» **WHAT THE TASK ASKS**
Retype the stretch of the investing blog post from "I've been investing" through "Katze ist ärgerlich." without any changes.

» **PAGE**
──────
Tuesday, October 8, 2013

Stamps

You all know that I'm not a very risk-adverse person.
I mean, I do Sudoku puzzles in pen for goodness sake.

Lately the stock market and the government have been conducting operations in what seems to be the depths of Benjamin's diaper, so my risky decisions have not been yielding high returns.
Or moderate returns.
Or, let's be honest, any returns at all.
(Except for my long-term stuff. I'm an excellent long-term investor.)

I've decided that when things get creepy, I need to get creepy, which means developing a slightly different investing strategy.
Do you remember what my current one is?

"Allie J only sells at a gain."

That's right.
I've been investing since April 2012, and have currently only been successful with this strategy one time.

However, my new strategy incorporates a timeless virtue with an eye for opportunity.
In German: Meine Katze ist ärgerlich.
In Spanish: Mis manos huelen bien.
In English: Hold off on buying until it's low. LOW low. Like reeeeeeeeeeeeal low.

My problem in the past has been *thinking* that a stock was low, buying then, and then having it go even lower. The problem here is two-fold:
1. Opportunity cost:  missing out on potential gains when it goes back up.
2. Inner turmoil: having to hope that it goes back up and having to see red like all day erry day.

So now instead of researching stocks that will go higher, I'm looking into stocks that are going lower.
This is where the patience part comes in. Waiting, waiting, waiting for things to keep sucking and sucking until they reach or almost have reached the ballet floor barre.
(It's not really called that, but that's the term I'm going to use.)

This "ballet floor barre" is the point that the stock price hasn't seen in years. This is the price where it kind of bottoms out- where, if it has ever gone below this price, it hasn't been for long. A great example is with American Eagle Outfitters. The floor barre here is about $10.

With my new strategy in place, I'll wait until AEO goes to close to $10, buy 200 shares, and then revert to strategy number 1, and sell at a gain of $600 when it goes back up to $13 per share like it is right now.

"How do you know it will go down to $10 and then back up to $13?"
I don't.
I'm not a psychic. I'm not a monk or a prophet. And I'm not tirerack.com.
──────
» **RAW RECORDS**

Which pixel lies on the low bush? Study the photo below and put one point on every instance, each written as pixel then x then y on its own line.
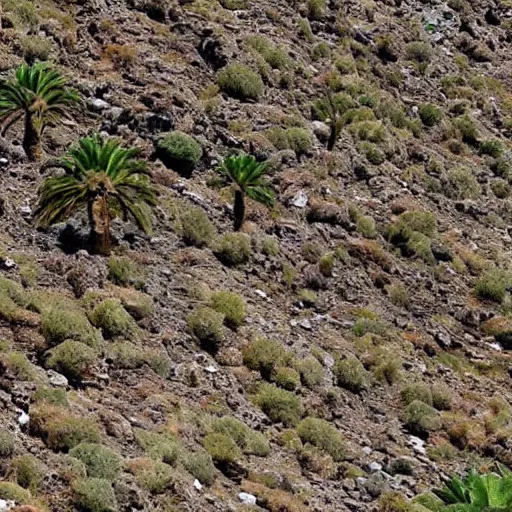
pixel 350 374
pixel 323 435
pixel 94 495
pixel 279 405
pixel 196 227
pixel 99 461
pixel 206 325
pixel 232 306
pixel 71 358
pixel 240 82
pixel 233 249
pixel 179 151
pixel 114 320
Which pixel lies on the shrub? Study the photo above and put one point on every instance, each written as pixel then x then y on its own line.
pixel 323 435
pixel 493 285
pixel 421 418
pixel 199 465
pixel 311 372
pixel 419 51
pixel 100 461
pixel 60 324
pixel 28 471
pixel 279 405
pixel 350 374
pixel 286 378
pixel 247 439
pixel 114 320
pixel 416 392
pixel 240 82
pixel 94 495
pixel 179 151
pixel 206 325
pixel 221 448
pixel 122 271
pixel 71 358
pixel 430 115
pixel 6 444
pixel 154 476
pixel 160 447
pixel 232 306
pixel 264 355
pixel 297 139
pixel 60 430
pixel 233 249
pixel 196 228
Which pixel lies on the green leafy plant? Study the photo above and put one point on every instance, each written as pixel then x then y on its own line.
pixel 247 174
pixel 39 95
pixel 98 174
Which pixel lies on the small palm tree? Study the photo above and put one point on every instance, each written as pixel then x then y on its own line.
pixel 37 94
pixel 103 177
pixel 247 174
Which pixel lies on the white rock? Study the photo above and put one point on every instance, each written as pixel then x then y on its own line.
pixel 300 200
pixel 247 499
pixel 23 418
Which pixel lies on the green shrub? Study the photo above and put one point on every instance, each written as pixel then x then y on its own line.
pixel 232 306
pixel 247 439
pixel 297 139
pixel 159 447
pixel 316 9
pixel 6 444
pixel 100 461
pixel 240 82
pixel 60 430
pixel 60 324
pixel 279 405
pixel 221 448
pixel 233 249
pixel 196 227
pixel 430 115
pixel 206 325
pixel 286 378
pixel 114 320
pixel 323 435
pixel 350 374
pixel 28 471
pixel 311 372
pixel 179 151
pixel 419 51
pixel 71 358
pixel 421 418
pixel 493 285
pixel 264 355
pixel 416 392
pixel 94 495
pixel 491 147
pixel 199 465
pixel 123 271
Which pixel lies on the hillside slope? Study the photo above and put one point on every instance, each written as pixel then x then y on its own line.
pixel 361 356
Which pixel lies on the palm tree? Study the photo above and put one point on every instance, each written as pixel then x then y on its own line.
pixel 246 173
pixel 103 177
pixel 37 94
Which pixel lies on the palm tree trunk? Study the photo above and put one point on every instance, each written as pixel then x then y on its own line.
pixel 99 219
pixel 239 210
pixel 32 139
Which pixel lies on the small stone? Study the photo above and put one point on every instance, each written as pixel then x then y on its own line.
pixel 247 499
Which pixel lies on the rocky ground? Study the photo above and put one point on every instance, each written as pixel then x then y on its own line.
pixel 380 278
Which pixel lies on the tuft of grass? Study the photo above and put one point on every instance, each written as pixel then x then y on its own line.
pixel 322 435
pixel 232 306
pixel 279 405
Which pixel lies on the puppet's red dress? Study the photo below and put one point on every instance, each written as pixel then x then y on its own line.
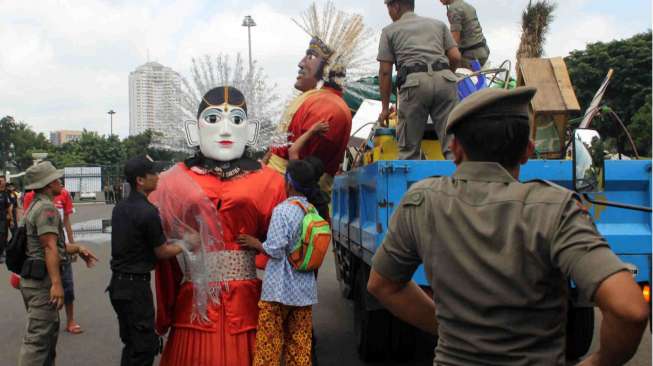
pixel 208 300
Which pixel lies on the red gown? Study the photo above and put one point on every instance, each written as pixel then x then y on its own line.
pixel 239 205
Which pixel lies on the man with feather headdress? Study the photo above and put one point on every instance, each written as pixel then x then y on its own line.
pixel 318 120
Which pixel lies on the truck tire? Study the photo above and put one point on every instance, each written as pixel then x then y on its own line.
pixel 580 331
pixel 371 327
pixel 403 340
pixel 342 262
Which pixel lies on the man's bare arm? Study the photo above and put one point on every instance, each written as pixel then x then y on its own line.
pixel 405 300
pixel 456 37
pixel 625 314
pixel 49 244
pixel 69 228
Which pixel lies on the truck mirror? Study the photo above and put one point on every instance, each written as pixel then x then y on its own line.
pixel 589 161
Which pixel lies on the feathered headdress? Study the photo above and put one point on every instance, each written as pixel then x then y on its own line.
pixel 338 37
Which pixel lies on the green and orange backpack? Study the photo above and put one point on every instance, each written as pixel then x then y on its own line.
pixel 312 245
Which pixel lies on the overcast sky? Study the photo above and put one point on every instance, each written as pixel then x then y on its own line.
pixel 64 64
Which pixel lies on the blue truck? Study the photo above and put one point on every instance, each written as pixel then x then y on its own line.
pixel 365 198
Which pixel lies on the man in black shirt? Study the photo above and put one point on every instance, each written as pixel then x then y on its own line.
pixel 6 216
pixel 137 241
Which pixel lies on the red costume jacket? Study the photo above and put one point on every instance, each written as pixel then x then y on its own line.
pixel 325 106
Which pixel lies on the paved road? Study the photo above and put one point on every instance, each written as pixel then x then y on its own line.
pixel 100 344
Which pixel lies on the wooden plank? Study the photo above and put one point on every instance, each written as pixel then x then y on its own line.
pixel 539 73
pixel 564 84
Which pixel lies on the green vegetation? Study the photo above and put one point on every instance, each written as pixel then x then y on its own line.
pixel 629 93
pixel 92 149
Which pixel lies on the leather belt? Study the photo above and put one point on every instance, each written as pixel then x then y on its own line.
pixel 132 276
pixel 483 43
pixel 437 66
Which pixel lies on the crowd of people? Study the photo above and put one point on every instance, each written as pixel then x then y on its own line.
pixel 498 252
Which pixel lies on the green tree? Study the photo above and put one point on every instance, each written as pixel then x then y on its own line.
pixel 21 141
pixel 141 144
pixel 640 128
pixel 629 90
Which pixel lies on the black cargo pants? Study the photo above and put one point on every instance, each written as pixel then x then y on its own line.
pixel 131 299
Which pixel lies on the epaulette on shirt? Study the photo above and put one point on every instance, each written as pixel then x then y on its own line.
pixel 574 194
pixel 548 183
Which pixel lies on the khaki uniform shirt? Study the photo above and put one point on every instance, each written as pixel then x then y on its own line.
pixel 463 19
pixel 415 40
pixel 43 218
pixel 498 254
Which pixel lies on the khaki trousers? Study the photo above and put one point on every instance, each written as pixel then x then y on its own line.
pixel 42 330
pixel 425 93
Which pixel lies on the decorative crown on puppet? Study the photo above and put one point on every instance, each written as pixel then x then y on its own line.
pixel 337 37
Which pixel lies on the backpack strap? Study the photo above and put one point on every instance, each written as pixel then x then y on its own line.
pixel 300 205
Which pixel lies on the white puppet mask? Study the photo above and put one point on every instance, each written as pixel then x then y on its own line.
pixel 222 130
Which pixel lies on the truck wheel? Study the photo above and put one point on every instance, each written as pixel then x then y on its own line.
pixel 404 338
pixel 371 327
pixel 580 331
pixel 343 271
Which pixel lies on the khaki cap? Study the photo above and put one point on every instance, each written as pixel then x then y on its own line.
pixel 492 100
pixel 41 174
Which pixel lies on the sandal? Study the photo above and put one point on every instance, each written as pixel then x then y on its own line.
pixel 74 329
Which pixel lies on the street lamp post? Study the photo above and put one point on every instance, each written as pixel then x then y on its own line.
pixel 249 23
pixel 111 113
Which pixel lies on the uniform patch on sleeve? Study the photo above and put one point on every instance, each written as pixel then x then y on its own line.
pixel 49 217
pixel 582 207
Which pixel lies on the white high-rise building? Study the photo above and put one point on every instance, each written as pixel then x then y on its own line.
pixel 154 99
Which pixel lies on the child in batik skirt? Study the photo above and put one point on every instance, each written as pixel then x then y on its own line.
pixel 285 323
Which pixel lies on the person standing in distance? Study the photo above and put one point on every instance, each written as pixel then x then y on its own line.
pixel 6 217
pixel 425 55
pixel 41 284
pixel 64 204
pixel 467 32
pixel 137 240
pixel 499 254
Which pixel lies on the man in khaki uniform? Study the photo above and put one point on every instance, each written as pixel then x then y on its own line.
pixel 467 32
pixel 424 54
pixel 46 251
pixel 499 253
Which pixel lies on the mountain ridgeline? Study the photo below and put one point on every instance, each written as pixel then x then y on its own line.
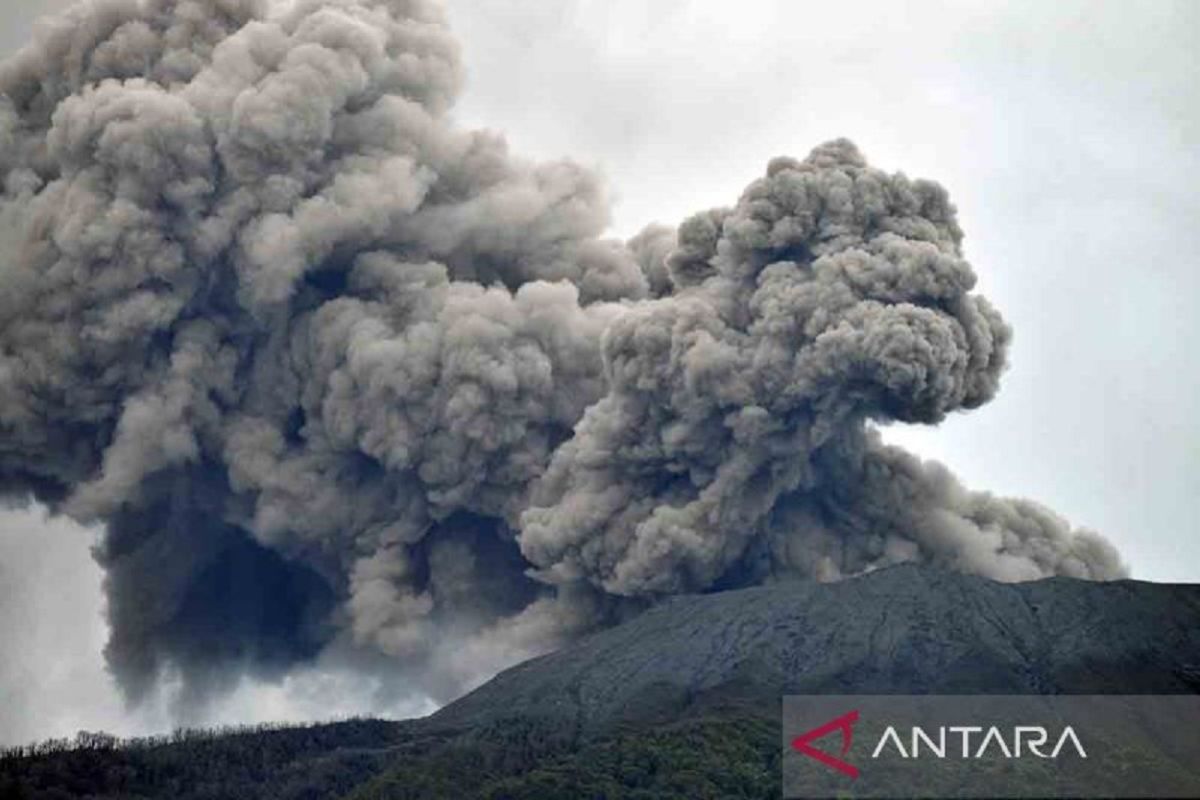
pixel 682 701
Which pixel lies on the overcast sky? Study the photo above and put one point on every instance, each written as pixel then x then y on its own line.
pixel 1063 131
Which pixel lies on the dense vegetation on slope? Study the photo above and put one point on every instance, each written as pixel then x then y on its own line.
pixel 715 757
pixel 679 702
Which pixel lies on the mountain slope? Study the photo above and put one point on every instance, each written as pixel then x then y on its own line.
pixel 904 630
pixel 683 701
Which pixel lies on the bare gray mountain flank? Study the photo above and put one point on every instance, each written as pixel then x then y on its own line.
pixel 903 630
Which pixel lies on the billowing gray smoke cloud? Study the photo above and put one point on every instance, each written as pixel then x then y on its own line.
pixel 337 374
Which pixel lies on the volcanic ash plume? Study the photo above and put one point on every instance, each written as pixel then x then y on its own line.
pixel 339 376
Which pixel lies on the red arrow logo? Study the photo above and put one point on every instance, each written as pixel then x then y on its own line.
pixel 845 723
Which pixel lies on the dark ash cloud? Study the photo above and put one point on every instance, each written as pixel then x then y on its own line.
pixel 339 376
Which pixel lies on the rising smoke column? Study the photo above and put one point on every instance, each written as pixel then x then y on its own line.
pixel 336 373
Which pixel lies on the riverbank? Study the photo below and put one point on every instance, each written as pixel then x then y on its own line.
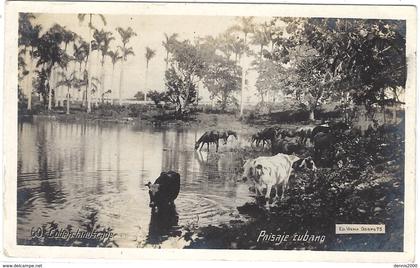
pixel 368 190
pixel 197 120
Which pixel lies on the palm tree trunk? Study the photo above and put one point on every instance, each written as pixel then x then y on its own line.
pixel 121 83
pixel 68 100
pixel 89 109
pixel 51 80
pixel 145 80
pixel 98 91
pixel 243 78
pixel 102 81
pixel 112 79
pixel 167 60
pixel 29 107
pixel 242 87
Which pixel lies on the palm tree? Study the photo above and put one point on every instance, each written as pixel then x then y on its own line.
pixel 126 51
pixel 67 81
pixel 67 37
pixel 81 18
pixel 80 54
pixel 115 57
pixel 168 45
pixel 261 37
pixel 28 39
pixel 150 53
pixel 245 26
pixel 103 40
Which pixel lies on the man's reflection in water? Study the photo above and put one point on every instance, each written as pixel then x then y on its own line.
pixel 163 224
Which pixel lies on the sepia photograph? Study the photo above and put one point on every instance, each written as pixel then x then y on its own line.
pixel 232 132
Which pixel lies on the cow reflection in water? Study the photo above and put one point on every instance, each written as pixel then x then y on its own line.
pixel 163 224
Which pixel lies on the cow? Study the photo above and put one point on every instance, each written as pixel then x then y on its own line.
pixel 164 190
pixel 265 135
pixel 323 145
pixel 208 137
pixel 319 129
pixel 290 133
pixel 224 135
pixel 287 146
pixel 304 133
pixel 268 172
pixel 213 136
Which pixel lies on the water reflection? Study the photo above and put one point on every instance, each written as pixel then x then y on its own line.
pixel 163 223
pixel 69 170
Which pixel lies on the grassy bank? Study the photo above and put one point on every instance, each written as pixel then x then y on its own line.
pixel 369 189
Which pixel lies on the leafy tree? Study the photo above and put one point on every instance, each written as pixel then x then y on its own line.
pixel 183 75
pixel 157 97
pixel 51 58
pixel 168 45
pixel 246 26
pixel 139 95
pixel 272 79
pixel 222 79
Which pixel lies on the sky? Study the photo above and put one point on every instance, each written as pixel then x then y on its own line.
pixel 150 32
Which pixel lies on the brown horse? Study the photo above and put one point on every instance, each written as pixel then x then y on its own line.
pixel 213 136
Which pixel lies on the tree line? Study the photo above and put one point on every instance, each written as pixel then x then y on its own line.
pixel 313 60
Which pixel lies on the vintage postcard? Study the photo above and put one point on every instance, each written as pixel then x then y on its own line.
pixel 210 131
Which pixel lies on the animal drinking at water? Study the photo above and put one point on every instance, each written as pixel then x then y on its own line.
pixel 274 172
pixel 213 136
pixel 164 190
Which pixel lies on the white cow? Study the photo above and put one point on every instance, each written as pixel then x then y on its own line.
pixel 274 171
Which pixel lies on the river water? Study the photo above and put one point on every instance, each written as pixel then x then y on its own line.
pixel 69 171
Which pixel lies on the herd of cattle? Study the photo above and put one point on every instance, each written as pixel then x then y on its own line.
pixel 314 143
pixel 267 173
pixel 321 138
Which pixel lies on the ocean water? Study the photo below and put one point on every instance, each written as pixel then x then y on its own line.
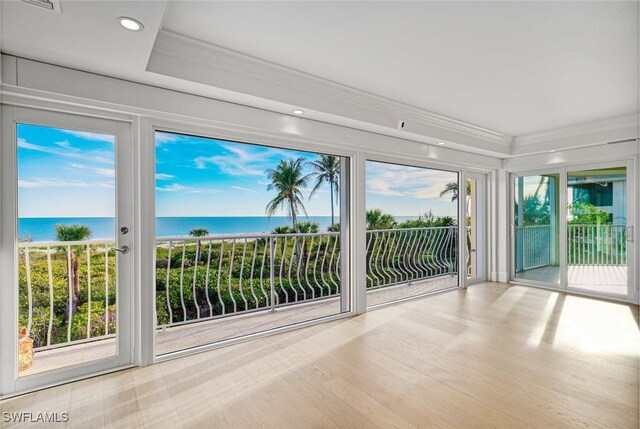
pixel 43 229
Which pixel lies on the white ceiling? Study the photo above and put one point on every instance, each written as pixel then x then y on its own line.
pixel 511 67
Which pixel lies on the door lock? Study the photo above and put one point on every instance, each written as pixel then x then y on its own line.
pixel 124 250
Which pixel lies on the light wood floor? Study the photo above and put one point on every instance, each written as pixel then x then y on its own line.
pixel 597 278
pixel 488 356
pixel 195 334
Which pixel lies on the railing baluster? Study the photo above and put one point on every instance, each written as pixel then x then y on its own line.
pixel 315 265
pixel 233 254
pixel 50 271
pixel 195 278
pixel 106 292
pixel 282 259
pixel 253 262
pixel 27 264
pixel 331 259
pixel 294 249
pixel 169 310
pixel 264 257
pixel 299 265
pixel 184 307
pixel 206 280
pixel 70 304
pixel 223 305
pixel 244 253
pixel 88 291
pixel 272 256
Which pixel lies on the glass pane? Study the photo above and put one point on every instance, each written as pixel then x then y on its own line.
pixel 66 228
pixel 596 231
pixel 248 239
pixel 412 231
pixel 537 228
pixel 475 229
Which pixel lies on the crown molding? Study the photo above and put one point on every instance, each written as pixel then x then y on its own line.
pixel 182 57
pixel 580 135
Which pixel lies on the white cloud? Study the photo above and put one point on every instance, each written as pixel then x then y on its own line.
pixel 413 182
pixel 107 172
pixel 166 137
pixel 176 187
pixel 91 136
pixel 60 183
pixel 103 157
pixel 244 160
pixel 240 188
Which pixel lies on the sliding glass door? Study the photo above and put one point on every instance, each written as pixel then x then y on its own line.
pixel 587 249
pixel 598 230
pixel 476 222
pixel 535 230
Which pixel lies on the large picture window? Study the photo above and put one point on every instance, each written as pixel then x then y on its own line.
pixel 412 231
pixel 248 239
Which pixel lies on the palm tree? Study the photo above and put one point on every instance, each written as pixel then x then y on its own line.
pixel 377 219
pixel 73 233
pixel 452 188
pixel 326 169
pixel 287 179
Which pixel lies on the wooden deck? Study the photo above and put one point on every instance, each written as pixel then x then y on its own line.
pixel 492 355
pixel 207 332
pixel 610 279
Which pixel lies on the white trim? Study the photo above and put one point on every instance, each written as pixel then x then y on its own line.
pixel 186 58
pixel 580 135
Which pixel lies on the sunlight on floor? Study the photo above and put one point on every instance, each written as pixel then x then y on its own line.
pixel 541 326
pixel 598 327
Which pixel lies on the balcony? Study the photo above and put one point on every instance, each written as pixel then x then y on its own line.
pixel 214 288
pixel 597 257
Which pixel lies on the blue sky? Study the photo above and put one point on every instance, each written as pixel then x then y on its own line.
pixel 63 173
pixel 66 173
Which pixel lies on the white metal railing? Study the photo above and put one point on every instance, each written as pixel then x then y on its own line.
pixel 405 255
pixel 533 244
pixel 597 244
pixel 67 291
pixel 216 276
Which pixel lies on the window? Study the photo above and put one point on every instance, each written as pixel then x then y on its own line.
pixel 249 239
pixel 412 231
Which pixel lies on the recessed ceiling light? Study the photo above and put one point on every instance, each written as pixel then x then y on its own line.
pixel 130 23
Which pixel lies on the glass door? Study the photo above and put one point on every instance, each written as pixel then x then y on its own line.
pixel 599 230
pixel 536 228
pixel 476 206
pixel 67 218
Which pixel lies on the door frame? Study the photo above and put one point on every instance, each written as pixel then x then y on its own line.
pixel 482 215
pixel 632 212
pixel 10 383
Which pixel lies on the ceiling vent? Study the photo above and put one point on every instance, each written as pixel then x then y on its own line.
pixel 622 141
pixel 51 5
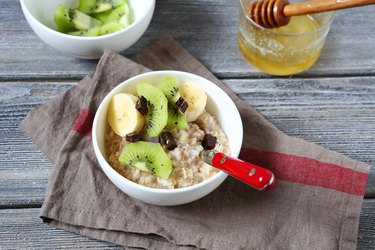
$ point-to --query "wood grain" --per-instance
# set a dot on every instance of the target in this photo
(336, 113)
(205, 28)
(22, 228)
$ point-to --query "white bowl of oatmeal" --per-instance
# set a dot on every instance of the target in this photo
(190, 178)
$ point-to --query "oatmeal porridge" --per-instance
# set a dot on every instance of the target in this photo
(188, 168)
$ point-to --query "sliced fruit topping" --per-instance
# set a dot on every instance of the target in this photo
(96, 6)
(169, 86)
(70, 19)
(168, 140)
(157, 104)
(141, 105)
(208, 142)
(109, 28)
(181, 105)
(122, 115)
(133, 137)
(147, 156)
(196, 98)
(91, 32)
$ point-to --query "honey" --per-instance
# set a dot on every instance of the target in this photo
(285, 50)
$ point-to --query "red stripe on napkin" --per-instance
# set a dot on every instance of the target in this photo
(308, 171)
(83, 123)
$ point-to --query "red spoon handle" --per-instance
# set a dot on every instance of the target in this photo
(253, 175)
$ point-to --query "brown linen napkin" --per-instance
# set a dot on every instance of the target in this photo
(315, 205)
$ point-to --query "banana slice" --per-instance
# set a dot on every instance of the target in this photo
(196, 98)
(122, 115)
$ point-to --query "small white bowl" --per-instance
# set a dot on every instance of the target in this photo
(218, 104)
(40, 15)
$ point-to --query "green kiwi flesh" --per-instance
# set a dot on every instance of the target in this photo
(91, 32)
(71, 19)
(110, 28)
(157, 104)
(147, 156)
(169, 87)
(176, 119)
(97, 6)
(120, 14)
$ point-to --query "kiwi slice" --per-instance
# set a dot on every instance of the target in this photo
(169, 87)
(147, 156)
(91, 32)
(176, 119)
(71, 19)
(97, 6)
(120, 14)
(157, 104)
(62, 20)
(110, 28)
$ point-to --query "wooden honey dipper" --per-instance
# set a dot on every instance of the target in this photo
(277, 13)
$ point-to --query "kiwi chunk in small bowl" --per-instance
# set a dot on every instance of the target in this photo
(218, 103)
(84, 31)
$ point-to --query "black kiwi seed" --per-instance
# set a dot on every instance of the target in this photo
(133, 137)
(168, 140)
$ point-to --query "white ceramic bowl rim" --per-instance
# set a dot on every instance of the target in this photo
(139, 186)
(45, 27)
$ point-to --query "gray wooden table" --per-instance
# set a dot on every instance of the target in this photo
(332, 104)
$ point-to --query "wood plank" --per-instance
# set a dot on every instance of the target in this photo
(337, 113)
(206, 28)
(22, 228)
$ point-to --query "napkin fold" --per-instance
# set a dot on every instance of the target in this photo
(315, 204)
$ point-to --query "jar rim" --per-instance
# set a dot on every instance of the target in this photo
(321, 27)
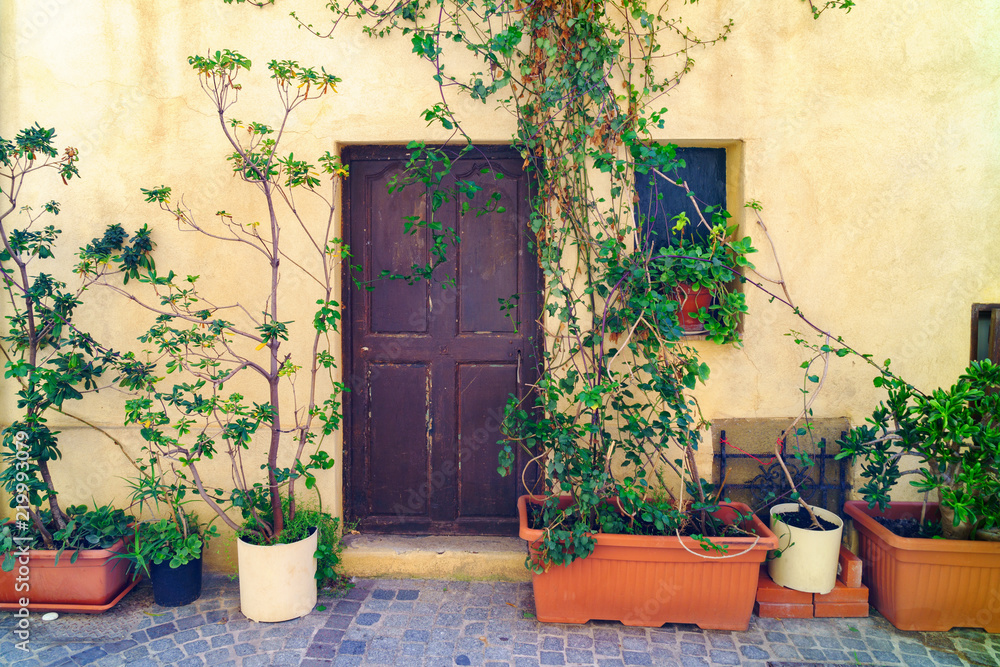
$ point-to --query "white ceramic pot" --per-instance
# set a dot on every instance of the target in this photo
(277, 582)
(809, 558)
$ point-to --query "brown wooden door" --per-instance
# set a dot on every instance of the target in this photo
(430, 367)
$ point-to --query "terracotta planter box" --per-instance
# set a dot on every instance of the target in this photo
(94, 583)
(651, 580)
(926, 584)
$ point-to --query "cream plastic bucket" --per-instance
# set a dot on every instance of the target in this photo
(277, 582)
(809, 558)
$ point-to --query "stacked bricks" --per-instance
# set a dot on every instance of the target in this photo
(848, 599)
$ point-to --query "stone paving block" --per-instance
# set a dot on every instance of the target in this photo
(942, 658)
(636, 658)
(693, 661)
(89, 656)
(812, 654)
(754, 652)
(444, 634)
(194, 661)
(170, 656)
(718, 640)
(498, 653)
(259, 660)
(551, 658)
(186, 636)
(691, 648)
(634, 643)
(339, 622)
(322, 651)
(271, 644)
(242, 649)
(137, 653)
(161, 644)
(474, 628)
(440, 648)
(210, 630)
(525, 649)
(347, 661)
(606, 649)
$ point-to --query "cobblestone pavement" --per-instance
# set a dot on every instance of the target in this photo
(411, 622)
──────
» **THE COMPLETED TASK**
I've been investing since April 2012, and have currently only been successful with this strategy one time.

However, my new strategy incorporates a timeless virtue with an eye for opportunity.
In German: Meine Katze ist ärgerlich.